> [What is expected] Quote the records below word for word, please, from the very first line through the one that contains "Segment every instance", and nothing beyond it.
──────────
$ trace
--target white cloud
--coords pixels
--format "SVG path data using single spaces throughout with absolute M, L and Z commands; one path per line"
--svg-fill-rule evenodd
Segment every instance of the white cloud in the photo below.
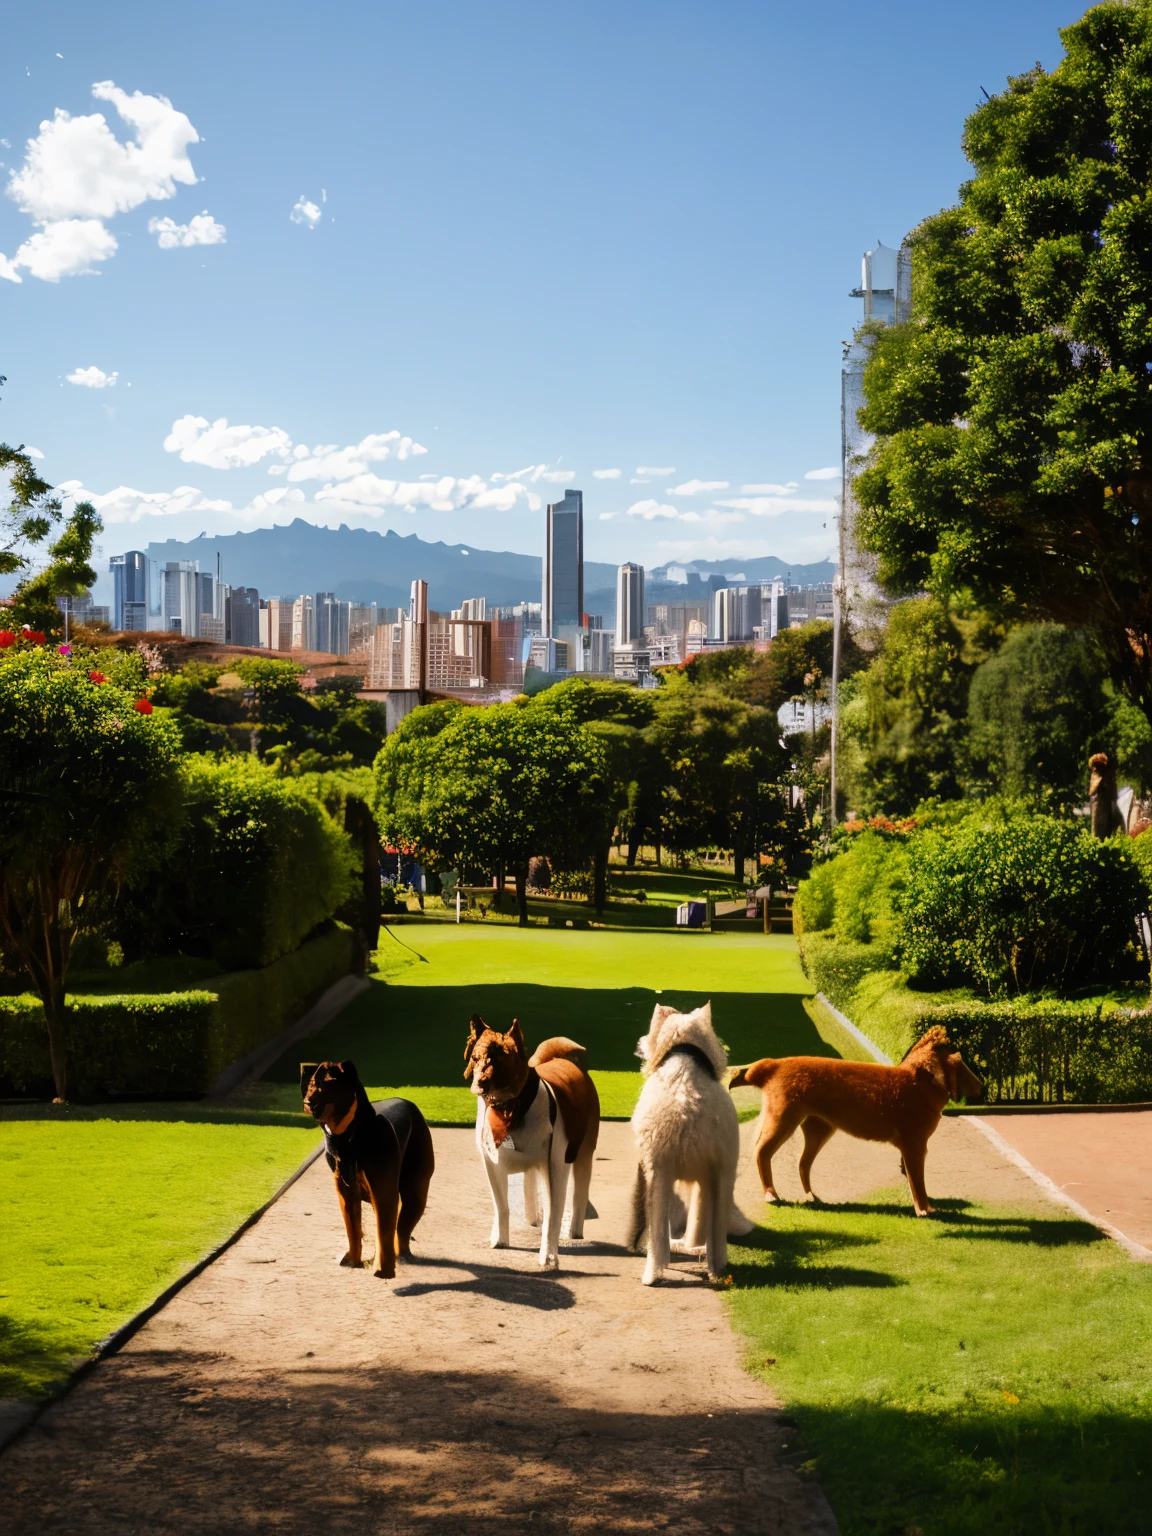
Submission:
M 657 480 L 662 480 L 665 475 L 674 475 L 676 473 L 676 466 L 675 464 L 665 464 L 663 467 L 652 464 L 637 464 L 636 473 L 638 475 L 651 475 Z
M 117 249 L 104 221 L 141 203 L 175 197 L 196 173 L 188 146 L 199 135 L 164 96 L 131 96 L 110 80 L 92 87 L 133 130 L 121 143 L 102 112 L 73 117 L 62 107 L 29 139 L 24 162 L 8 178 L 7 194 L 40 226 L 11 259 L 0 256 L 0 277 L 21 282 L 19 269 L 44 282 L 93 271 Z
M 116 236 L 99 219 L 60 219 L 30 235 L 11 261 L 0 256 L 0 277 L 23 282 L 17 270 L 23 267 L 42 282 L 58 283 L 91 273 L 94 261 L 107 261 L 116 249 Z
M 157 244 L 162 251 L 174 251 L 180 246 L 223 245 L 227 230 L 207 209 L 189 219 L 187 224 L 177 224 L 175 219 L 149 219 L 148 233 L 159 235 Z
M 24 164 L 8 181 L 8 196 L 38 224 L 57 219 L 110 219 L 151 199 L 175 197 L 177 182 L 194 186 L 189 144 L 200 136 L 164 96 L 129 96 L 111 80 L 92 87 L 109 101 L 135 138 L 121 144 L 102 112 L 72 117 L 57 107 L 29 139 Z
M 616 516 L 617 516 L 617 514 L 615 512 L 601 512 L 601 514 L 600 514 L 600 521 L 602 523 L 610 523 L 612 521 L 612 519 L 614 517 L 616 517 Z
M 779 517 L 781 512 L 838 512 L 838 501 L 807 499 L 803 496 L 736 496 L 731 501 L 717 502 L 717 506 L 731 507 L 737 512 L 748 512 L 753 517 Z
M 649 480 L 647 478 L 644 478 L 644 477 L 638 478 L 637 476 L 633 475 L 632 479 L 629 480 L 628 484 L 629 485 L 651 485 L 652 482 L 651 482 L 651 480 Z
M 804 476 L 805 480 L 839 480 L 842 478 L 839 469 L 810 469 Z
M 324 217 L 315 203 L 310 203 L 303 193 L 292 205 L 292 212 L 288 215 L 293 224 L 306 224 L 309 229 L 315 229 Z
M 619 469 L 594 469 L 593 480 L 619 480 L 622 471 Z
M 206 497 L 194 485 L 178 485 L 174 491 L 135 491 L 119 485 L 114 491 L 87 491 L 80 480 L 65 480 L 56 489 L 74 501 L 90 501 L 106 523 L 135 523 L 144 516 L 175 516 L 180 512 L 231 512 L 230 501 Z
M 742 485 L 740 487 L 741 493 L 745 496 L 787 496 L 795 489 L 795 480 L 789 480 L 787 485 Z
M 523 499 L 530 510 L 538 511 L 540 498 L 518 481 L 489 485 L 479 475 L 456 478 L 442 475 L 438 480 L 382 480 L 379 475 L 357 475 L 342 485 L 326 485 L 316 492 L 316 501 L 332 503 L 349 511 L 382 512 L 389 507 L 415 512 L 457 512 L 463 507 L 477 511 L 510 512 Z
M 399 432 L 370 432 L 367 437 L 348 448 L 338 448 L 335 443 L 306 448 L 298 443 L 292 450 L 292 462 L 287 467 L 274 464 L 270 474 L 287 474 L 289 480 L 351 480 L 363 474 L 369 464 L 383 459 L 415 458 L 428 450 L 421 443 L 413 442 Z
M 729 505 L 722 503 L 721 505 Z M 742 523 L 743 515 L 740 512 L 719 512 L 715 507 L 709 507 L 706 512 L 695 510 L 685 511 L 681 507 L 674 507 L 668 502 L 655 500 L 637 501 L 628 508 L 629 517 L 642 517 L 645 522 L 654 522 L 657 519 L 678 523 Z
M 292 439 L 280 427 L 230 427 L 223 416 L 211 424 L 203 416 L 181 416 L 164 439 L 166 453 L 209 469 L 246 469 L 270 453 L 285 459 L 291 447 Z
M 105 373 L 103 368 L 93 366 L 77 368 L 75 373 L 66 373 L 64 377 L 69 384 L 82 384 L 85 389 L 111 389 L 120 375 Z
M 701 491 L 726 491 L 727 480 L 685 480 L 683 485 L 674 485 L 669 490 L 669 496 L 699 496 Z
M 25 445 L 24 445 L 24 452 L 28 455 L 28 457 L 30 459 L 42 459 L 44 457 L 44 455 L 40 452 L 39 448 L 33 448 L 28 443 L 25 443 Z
──────────
> [Problem solution]
$ trace
--target white cloud
--coords pixels
--format "SVG path data using single spaces throughout with absolute M, L and Z commands; one path per line"
--svg-fill-rule evenodd
Segment every instance of the white cloud in the photo below.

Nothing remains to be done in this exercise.